**Instructions to follow**
Here is a block of records. Copy every line in it that includes "head".

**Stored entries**
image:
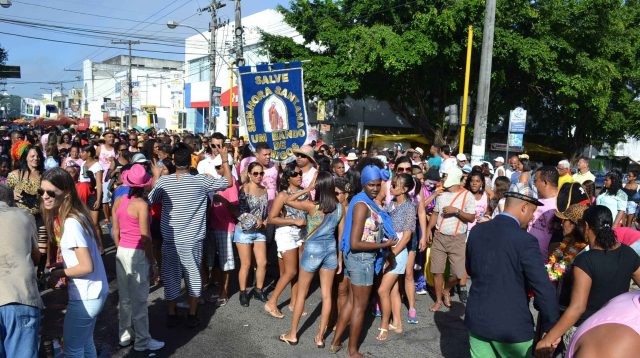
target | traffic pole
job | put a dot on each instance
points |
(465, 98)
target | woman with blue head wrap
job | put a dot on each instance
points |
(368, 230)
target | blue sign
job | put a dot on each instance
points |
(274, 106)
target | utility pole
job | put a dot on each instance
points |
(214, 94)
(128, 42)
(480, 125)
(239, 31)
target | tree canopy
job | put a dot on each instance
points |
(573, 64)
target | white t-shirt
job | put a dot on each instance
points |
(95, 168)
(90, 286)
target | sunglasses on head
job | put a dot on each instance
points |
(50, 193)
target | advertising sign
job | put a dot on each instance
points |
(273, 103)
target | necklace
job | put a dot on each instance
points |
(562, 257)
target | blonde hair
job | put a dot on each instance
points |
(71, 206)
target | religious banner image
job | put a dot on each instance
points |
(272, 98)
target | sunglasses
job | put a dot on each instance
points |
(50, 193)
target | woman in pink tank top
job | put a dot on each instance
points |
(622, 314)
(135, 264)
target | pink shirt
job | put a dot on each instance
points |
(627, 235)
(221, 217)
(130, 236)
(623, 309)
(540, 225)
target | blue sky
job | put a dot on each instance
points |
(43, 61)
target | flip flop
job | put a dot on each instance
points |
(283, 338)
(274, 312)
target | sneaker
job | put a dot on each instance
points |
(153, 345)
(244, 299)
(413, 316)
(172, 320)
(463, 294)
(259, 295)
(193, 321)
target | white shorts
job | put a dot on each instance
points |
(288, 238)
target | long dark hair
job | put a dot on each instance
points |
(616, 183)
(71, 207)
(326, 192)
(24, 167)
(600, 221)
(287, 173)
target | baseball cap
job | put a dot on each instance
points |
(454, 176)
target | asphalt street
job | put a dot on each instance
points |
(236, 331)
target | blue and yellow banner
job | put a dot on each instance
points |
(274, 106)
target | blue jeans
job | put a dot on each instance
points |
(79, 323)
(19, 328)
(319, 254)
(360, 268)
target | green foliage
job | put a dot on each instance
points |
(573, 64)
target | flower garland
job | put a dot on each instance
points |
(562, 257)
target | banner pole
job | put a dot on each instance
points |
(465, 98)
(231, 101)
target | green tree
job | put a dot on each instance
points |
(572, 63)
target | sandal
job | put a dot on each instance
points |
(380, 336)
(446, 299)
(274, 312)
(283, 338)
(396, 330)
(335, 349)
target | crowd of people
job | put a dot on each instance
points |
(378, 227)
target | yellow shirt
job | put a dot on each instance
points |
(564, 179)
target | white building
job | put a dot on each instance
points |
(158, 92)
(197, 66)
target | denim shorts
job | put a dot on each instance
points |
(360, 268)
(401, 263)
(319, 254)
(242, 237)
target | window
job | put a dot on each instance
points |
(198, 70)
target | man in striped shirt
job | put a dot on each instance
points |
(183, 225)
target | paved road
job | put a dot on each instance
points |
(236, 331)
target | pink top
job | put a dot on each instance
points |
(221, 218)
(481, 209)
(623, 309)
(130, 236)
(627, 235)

**Reply**
target | woman with blue head wrap
target | sunglasses on head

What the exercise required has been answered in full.